◆ **Text excerpt**
======
There was sufficient evidence to conclude that the transfer and reassignment— which involved different job responsibilities and a move to a position involving contact with the prisoner population—constituted an adverse employment decision. See de la Cruz v. New York City Human Resources Admin. & Dep’t of Social Servs., 82 F.3d 16, 21 (2d Cir.1996) (deeming transfer to comparable position with no change in pay but different job responsibilities to constitute adverse employment decision); Hampton v. Borough of Tinton Falls Police Dep’t, 98 F.3d 107, 116 (3d Cir.1996) (reversing grant of summary judgment and leaving for jury questions whether defendant’s “reassignment” of plaintiff was in fact a “transfer” or a “demotion” and whether the move was an “adverse employment decision”); Collins v. Illinois, 830 F.2d 692, 702-04 (7th Cir.1987) (lateral transfer with change in responsibilities but same benefits and pay is adverse employment action).
Moreover, because the transfer and reassignment were the first actions DOCS took after Richardson returned from the leave on which she filed her EEOC charge, there was sufficient evidence that the transfer and reassignment were causally related to Richardson’s engagement in protected activity. Accordingly Richardson satisfied her de minimis burden and established a prima facie case of retaliation.4
*445Once a plaintiff makes out a prima facie case, the burden shifts to the defendant to articulate a legitimate, non-discriminatory reason why the action was taken. In this case, DOCS has failed, both below and on appeal, to proffer a legitimate reason for the transfer. Because DOCS has not met its burden of production, summary judgment may not be granted dismissing Richardson’s retaliatory transfer claim.
======
◆ **Jobs**
**a)** Write out the passage from the court opinion on Richardson's retaliatory transfer claim word for word, starting with "Moreover, because the" and going on through "retaliatory transfer claim.".
**b)** Continue the court opinion on Richardson's retaliatory transfer claim from the point where it stops.
======
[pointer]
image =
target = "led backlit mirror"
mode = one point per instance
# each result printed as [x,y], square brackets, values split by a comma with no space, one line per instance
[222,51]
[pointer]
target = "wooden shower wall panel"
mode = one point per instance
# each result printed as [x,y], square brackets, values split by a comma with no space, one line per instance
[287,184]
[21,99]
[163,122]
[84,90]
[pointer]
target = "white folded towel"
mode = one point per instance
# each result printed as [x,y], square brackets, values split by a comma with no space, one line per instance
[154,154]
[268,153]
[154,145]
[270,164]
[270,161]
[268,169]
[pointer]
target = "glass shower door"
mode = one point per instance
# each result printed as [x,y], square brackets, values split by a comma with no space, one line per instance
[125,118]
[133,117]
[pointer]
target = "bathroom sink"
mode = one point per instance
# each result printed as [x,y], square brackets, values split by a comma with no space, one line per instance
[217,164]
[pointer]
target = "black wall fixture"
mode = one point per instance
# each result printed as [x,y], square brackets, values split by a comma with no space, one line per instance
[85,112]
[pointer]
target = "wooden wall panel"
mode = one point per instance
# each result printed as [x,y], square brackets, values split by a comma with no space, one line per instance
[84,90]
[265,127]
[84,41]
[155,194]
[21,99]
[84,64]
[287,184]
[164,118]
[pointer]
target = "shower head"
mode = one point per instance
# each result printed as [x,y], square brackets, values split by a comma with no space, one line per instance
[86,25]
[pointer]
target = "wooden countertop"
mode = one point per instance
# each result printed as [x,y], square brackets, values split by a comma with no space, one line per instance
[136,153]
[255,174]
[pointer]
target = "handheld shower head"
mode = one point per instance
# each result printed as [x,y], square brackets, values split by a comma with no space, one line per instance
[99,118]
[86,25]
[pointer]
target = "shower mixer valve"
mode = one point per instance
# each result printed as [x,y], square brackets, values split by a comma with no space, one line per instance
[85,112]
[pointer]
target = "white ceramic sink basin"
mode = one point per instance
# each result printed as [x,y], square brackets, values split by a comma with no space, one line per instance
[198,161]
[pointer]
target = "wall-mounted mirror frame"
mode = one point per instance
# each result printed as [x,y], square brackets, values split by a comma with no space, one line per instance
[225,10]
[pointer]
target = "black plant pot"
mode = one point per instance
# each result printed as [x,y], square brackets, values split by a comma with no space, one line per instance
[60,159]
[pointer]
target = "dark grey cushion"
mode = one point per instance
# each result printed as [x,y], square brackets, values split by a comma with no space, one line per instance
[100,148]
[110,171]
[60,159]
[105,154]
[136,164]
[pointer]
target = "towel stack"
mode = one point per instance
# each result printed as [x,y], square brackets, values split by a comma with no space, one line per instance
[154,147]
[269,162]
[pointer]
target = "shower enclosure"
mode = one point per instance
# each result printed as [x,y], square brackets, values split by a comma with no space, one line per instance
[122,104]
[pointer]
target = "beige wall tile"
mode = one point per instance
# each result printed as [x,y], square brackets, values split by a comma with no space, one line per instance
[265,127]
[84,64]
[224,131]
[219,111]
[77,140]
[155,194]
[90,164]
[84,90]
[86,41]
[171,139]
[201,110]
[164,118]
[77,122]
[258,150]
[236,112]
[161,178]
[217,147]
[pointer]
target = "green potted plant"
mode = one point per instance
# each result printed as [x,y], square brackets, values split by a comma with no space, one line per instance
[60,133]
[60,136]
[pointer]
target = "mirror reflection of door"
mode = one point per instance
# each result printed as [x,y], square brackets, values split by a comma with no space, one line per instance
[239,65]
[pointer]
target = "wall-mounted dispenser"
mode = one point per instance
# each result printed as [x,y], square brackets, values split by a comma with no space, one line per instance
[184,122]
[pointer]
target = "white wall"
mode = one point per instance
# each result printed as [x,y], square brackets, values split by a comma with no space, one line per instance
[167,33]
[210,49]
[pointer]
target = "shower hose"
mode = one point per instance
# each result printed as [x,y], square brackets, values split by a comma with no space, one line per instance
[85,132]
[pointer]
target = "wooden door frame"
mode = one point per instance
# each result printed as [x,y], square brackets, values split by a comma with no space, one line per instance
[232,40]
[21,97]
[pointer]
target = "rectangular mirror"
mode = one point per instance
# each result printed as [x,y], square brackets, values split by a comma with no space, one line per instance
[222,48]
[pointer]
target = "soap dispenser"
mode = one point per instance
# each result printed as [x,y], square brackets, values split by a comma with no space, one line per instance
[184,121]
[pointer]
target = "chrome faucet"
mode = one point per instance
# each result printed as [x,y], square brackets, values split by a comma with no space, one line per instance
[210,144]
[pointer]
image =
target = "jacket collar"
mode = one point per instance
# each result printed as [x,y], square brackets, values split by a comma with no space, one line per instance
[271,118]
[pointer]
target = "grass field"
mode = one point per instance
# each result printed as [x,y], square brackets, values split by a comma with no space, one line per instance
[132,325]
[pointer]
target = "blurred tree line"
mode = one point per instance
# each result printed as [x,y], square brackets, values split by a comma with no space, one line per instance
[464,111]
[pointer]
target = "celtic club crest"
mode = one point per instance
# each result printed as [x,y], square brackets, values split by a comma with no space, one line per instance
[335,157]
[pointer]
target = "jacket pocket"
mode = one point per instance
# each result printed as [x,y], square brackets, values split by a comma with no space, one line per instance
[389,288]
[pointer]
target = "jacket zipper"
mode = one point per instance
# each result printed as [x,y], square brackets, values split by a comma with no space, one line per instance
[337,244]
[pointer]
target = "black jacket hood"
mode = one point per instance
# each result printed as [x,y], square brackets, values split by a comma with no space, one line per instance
======
◆ **Final answers**
**a)**
Moreover, because the transfer and reassignment were the first actions DOCS took after Richardson returned from the leave on which she filed her EEOC charge, there was sufficient evidence that the transfer and reassignment were causally related to Richardson’s engagement in protected activity. Accordingly Richardson satisfied her de minimis burden and established a prima facie case of retaliation.4
*445Once a plaintiff makes out a prima facie case, the burden shifts to the defendant to articulate a legitimate, non-discriminatory reason why the action was taken. In this case, DOCS has failed, both below and on appeal, to proffer a legitimate reason for the transfer. Because DOCS has not met its burden of production, summary judgment may not be granted dismissing Richardson’s retaliatory transfer claim.

**b)**
3. Retaliatory Harassment at CCF
Richardson also contends that DOCS retaliated against her when it was aware of, but failed to respond to, a pattern of retaliatory acts waged against her by supervisors and co-workers at CCF. In particular, Richardson alleges that CCF personnel were aware of and harassed her because of the protected activities in which she engaged in her attempts to fight the harassment she perceived at ACF. According to Richardson, DOCS’s failure to stop that harassment constitutes retaliation prohibited by Title VII.
Although Richardson raised this theory of liability in opposition to DOCS’s motion for summary judgment, the district court did not address the' argument in its opinion dismissing Richardson’s retaliation claim, and DOCS has failed to address the theory in its briefing in this Court. As discussed below, we hold that Richardson established a prima facie case of retaliation based on these allegations, and that summary judgment was inappropriately granted in DOCS’s favor on this claim.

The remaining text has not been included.